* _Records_
---+---
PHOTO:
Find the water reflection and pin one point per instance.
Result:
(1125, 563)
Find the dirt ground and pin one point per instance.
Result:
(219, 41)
---+---
* _Given problem_
Rewrite all of the lines above, changing each "Result" to "Output" and keeping everything else the same.

* _Written solution_
PHOTO:
Find the water reflection and pin one point per instance.
Output:
(1125, 563)
Find the dirt ground and pin one point per instance.
Output:
(219, 41)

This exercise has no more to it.